Requirement> Your result will be the set of lines with "exact", copied from the material below.

Input for this task>
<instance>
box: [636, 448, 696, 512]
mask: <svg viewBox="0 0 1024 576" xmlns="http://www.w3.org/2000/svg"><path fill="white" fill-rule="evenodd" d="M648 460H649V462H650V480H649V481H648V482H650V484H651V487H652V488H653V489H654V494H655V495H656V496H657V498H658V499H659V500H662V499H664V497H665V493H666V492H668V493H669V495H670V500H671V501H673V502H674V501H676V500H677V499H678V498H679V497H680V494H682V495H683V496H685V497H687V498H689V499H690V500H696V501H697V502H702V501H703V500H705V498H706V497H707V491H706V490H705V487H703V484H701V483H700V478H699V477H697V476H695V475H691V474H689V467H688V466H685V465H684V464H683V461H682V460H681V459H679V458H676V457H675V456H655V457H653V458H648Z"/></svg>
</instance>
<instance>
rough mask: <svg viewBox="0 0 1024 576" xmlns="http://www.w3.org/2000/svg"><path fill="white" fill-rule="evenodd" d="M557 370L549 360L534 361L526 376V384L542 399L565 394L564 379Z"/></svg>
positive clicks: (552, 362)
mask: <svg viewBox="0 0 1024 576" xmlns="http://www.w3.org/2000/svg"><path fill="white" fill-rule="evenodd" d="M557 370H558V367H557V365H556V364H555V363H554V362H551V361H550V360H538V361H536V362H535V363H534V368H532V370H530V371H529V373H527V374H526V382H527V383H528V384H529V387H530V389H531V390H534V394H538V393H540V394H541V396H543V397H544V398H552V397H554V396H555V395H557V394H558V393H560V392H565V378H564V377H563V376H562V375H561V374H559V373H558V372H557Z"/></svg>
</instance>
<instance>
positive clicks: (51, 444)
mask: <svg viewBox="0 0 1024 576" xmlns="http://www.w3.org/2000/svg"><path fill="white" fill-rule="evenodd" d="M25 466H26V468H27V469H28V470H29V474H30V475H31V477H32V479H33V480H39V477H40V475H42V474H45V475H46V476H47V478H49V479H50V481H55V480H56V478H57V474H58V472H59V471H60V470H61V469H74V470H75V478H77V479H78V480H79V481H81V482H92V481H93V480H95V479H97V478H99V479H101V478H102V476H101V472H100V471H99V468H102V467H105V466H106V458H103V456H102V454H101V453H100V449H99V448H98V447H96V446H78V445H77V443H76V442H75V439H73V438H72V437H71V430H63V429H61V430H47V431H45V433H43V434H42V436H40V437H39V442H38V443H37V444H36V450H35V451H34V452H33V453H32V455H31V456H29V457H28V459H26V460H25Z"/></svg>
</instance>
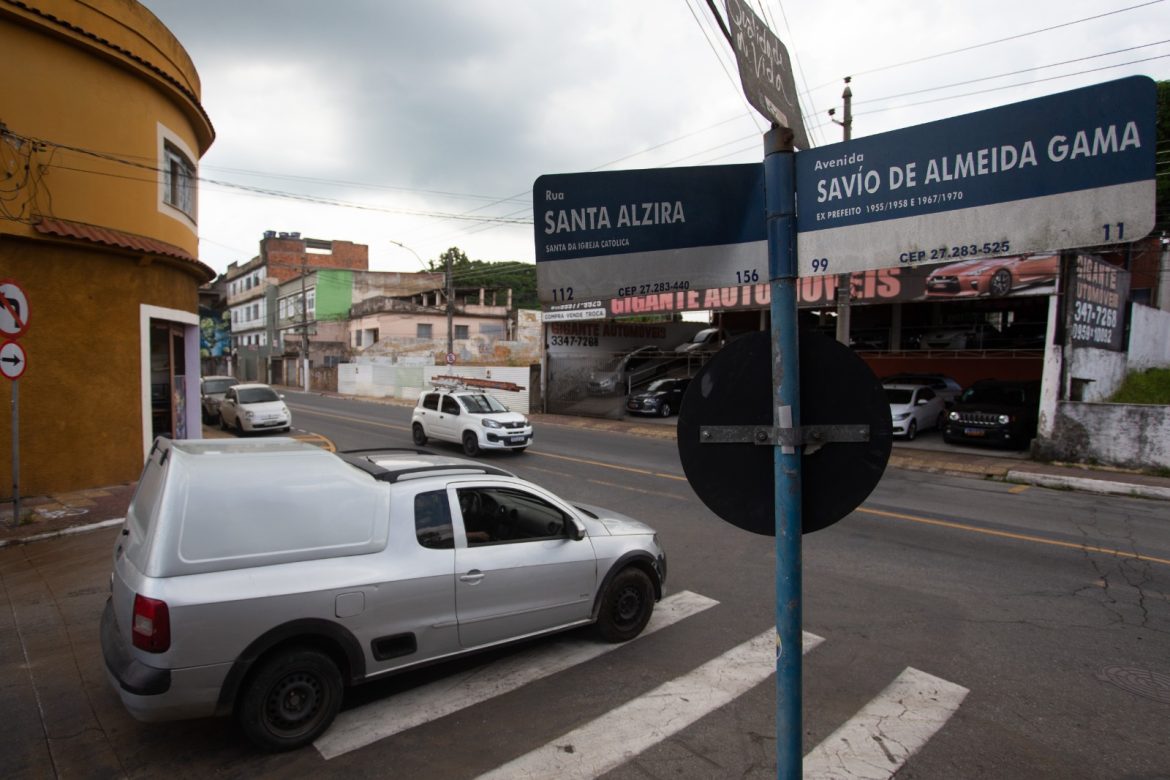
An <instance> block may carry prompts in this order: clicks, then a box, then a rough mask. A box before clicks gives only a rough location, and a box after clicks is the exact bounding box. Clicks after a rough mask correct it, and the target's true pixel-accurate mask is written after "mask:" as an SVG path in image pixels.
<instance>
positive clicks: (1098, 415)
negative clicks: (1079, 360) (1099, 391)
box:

...

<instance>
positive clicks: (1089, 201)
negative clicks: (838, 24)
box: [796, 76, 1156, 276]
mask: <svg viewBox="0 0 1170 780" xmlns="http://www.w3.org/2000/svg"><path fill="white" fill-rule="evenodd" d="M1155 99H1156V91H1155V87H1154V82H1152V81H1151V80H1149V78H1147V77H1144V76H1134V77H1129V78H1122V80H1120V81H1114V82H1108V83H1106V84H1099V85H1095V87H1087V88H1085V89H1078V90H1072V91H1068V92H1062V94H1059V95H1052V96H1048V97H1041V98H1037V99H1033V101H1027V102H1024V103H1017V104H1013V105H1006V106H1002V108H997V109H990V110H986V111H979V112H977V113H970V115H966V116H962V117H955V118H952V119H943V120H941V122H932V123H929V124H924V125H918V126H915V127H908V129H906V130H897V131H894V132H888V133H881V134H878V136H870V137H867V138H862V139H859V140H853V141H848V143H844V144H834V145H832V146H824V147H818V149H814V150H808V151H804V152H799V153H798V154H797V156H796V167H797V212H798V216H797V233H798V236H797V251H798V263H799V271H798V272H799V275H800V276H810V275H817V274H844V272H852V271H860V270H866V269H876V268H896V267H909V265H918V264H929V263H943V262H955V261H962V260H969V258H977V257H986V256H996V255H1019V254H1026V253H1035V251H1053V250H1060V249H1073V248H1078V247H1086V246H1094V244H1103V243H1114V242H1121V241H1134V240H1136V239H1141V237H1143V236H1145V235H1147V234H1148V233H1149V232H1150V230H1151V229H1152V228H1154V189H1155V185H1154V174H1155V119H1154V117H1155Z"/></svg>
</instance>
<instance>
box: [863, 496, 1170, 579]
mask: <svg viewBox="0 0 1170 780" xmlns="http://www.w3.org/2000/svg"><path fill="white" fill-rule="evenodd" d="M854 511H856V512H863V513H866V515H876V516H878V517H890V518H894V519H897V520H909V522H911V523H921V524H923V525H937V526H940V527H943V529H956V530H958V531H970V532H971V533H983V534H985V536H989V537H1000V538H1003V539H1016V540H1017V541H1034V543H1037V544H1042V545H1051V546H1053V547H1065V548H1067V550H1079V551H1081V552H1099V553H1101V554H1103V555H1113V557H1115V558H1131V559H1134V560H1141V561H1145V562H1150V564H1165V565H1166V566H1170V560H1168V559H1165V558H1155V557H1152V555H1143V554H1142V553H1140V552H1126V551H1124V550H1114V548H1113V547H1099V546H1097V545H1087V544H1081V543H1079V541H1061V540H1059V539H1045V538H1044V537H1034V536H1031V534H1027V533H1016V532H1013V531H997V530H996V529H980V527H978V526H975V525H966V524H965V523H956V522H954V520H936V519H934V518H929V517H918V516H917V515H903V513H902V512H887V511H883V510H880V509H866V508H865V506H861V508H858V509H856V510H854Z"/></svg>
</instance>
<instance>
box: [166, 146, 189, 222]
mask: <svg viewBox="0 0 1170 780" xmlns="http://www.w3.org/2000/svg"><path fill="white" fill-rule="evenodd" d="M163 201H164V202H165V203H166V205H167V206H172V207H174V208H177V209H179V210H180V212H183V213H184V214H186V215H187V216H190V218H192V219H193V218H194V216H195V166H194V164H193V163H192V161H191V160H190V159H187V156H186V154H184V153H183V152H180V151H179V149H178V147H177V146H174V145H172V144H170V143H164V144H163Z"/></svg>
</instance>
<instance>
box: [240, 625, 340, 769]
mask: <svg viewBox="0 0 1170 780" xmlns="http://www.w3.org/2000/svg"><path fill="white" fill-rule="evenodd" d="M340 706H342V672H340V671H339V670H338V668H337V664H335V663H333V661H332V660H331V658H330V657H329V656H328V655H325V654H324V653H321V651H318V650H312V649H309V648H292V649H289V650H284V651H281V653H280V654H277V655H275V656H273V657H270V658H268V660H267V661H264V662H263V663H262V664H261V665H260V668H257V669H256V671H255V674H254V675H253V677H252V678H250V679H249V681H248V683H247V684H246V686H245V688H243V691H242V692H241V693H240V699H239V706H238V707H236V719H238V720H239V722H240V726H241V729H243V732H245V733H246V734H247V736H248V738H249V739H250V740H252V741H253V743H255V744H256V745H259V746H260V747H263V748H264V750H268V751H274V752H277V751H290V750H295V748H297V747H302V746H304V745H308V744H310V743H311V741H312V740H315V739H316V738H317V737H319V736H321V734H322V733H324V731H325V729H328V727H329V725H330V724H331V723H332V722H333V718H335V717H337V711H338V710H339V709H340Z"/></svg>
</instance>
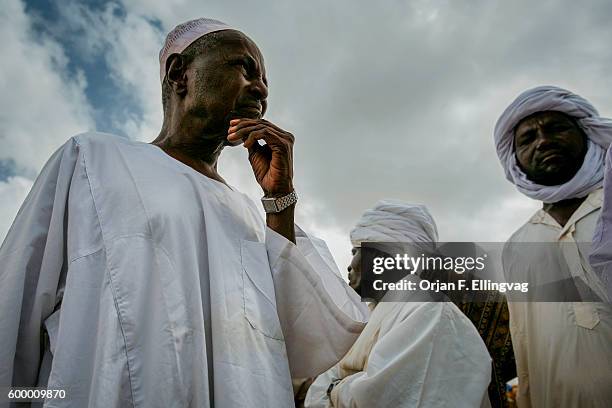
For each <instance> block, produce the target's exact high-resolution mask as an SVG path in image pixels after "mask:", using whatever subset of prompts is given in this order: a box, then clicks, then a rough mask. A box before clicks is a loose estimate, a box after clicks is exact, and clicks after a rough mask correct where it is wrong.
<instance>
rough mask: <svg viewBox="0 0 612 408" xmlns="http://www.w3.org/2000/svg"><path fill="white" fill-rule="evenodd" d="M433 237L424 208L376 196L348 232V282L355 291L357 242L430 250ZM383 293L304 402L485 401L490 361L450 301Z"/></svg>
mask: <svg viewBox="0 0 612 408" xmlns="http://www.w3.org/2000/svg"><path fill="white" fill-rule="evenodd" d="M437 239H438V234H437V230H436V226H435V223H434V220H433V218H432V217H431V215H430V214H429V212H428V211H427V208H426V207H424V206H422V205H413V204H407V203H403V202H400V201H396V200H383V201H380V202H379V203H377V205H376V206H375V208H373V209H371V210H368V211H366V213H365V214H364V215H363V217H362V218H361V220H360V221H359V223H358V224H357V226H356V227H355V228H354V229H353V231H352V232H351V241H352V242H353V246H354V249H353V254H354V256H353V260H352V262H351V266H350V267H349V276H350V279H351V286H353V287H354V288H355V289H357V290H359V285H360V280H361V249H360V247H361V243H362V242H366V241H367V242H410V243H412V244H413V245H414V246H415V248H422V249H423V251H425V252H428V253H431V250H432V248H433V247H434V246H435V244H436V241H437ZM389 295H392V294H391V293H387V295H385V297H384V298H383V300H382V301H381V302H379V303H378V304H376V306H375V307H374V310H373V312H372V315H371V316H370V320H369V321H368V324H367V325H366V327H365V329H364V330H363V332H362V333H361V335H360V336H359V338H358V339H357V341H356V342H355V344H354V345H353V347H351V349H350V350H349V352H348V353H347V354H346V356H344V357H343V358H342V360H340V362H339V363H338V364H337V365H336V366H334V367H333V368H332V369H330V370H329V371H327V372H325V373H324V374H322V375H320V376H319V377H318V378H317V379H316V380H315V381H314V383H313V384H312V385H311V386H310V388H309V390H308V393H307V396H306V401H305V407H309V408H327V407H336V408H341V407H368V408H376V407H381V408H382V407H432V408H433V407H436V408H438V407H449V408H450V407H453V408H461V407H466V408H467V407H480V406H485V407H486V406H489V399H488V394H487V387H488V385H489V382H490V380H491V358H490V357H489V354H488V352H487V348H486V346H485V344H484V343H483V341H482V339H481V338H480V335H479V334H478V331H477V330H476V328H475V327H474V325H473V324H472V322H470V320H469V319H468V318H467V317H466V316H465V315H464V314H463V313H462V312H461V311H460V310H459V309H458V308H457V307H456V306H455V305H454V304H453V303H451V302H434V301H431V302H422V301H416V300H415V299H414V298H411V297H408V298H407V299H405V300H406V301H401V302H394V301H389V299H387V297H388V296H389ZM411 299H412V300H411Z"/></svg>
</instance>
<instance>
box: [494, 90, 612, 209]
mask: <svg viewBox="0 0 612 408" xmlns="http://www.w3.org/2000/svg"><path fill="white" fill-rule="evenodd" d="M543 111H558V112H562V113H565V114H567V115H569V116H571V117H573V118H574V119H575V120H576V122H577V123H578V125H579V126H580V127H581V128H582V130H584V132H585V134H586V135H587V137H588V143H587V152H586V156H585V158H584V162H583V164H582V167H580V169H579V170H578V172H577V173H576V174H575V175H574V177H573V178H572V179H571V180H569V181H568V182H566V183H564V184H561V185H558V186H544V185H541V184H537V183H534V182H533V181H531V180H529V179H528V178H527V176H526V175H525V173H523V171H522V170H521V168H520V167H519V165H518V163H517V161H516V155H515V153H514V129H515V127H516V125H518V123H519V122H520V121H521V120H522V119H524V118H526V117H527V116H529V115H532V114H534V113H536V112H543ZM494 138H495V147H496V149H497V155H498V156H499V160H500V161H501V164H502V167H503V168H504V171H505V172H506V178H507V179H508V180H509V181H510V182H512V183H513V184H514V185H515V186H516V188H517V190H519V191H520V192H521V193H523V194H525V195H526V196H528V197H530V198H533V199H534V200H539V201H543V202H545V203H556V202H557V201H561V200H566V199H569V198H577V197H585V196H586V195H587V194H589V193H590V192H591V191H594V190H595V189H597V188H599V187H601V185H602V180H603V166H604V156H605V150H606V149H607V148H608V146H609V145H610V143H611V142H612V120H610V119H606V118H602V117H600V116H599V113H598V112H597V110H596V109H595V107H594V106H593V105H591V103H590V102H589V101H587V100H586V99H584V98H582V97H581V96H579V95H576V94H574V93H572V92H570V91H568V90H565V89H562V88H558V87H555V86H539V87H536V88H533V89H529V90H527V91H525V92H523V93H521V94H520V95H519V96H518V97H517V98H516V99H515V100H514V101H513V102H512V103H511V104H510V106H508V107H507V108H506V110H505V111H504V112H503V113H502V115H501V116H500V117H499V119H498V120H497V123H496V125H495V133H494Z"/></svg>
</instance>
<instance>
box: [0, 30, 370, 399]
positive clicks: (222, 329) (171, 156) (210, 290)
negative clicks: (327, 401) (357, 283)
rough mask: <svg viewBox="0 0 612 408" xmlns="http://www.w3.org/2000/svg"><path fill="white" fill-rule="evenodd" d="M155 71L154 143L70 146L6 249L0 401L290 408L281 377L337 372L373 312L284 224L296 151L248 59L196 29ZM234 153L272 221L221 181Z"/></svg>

The completed task>
An <instance> block may carry prompts in this order: clicks, then a box, then a rough mask. A box before clicks gives only a rough location, and a box after clicks is the exact bounding box. Clicks after a rough mask correct it, and the target's true pixel-accurate mask is written after "mask:" as an SVG path in image pixels.
For each <instance> block, produce the target's exact high-resolution mask as an SVG path in image pixels after "mask:", using whatever subset of prompts is given in this order: a box, then clicks, then a rough mask. A box before clicks is a loose estimate, a box after clicks is exact, and clicks after a rough mask correct where it is wrong.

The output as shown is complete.